### Input data
# # # # #
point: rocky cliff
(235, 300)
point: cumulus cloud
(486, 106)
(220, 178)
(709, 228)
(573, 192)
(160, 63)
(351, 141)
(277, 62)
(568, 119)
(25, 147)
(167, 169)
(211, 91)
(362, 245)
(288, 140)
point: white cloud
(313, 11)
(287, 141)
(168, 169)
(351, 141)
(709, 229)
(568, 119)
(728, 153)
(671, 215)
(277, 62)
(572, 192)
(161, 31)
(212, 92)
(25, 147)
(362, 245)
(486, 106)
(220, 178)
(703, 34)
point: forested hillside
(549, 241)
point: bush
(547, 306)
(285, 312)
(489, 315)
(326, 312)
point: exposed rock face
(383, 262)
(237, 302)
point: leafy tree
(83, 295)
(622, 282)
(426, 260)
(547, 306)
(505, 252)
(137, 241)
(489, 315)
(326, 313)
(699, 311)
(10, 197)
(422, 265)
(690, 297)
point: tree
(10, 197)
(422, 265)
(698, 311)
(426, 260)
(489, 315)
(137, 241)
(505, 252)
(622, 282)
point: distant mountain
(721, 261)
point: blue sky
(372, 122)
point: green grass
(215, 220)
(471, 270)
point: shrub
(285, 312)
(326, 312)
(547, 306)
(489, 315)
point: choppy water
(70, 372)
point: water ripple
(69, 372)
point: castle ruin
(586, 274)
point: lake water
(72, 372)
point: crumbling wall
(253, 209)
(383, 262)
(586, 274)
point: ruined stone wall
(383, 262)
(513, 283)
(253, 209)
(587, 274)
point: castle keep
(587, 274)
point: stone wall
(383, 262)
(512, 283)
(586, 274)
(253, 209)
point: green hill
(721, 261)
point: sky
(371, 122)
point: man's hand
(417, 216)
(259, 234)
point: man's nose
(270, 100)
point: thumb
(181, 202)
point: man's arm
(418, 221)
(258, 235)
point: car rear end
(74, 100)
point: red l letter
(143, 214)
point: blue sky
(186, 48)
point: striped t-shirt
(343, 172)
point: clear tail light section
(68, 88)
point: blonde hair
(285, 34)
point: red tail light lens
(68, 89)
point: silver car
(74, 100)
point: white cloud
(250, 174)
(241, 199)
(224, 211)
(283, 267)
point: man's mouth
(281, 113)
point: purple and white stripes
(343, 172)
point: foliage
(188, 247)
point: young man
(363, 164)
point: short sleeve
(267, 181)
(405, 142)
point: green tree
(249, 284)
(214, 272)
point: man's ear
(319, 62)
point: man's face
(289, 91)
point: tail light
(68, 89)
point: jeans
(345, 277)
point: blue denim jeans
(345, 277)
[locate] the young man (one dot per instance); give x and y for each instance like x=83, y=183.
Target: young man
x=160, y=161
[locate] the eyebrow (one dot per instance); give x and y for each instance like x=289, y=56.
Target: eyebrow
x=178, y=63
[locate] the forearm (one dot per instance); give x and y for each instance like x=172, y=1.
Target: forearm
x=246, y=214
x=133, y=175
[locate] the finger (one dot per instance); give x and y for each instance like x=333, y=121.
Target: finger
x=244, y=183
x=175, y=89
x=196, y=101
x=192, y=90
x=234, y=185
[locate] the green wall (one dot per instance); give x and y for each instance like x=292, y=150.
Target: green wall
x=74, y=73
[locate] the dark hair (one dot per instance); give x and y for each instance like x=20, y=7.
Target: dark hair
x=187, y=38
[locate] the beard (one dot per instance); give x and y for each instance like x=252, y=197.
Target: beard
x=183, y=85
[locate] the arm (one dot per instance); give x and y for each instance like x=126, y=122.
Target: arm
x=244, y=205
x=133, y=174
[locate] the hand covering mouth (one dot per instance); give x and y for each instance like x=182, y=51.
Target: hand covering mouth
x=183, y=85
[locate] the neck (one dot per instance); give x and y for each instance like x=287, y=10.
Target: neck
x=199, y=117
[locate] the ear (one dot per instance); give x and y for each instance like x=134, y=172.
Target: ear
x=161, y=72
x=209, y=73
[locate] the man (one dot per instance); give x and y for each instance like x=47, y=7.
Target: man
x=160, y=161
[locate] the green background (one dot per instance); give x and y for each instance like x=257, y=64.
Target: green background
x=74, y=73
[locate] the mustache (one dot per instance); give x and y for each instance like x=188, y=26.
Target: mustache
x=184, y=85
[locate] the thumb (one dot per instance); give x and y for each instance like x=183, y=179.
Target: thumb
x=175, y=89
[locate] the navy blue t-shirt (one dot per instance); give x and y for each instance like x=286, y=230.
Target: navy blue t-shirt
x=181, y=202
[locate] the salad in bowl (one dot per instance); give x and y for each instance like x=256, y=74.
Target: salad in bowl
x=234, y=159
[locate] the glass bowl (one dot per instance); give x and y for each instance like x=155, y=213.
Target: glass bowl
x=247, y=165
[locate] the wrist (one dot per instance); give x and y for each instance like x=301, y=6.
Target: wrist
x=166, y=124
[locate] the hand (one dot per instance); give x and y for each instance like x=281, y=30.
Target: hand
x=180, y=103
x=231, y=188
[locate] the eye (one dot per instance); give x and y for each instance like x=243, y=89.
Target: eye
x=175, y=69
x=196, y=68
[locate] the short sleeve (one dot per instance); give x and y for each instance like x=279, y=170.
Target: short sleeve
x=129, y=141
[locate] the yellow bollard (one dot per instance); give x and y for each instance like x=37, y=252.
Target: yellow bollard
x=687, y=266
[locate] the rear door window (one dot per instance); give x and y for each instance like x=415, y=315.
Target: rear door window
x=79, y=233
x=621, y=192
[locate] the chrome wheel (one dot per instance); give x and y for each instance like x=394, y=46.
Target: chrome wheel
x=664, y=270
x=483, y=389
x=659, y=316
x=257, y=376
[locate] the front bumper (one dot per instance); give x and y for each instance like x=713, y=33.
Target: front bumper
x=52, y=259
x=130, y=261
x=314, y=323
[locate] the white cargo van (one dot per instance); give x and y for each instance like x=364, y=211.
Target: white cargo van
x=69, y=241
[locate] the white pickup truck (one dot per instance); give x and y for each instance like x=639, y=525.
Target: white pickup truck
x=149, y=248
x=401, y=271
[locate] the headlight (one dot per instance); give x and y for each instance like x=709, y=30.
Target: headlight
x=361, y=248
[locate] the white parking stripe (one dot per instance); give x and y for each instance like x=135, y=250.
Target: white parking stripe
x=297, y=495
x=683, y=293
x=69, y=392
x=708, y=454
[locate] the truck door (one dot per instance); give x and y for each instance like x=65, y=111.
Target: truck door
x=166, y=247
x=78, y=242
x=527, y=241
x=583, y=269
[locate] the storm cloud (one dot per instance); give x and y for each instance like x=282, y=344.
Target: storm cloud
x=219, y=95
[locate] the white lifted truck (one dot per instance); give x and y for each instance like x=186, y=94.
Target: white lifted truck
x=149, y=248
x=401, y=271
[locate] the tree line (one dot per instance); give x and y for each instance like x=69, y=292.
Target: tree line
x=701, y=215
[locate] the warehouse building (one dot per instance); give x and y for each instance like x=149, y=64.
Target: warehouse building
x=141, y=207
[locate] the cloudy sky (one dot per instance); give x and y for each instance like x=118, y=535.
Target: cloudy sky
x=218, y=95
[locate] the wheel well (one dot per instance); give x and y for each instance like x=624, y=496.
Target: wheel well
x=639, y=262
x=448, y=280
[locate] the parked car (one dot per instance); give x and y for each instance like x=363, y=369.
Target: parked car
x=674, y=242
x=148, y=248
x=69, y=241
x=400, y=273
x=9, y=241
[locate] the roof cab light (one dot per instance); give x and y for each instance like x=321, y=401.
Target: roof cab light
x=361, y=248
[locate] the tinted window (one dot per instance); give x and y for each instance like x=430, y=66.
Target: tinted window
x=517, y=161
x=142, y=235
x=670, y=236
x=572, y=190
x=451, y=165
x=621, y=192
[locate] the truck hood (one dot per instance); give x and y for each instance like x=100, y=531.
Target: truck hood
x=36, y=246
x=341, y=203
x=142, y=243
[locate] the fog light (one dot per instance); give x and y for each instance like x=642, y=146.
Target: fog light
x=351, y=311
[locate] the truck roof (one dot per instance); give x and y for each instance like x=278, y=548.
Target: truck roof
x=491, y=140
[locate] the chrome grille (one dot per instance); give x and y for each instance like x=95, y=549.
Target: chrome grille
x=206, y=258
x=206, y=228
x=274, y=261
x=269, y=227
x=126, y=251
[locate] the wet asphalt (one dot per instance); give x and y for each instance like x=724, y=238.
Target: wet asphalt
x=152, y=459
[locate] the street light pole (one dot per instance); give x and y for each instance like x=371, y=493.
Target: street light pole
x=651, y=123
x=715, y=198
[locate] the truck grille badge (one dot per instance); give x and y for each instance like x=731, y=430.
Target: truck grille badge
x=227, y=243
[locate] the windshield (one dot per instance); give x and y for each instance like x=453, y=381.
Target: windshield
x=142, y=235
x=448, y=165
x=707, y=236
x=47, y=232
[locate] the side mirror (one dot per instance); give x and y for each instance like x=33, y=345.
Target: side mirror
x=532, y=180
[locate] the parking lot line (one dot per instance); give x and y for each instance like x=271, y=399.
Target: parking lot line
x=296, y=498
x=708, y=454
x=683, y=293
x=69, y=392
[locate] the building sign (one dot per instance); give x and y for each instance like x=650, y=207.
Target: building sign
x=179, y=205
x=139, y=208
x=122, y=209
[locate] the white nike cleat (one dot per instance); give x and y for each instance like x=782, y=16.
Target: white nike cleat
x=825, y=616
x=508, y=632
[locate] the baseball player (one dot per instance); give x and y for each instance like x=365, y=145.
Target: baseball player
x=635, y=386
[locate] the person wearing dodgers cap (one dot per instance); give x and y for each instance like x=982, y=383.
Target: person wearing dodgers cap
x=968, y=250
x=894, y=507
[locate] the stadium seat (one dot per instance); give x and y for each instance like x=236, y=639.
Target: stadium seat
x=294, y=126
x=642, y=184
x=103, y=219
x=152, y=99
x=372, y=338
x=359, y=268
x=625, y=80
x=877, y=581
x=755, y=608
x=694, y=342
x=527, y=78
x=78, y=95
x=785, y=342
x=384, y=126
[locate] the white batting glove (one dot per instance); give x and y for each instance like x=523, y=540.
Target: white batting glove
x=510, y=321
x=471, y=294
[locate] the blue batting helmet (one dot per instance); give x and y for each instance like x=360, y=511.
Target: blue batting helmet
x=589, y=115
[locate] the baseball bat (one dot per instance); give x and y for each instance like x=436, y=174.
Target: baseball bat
# # # # #
Please give back, exactly as it stands above, the stretch from the line with "[locate] the truck grille" through the line with "[locate] the side", and no line outside it.

[locate] the truck grille badge (one dot per instance); give x and y for each instance like x=731, y=430.
Target: truck grille badge
x=227, y=243
[locate] the windshield (one dot per instance); give x and y for each instance like x=453, y=381.
Target: windshield
x=142, y=235
x=448, y=165
x=707, y=236
x=47, y=232
[locate] the side mirror (one dot per instance); give x and y for each instance like x=33, y=345.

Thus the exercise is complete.